Dataset entries

%%

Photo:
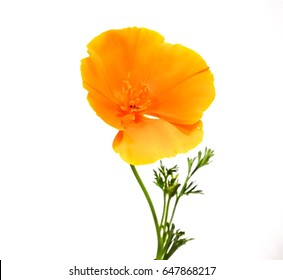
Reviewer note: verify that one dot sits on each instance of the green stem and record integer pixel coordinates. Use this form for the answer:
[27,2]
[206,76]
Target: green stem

%%
%%

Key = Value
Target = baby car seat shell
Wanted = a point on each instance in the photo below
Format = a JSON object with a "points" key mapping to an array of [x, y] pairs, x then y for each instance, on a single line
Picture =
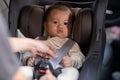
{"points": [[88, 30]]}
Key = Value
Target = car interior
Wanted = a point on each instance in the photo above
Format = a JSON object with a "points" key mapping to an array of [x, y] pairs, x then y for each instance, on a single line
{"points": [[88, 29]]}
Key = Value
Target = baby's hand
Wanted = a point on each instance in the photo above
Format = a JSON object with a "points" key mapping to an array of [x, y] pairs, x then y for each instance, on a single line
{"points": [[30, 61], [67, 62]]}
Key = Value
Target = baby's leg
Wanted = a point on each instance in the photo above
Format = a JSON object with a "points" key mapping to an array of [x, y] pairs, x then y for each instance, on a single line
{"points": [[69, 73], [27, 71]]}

%%
%%

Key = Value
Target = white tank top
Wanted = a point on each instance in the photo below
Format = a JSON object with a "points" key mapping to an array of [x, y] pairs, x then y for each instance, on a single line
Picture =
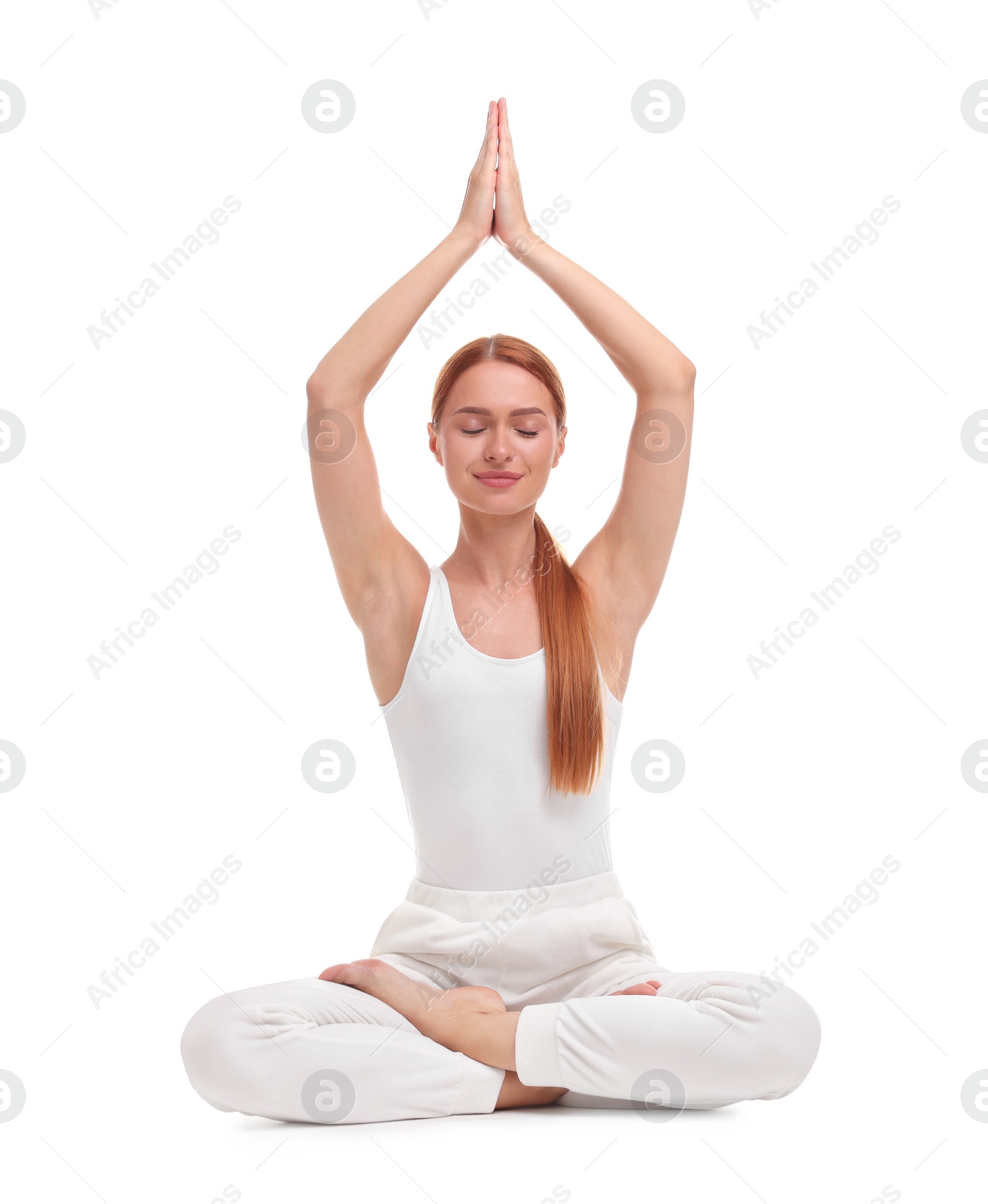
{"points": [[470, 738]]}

%%

* **What the task requires**
List each line of the listing above that contains the word "stem".

* **Worked answer**
Reviewer note: verify that one dot sits on each instance of the green stem and record integer pixel coordinates. Use this form for the answer:
Target: green stem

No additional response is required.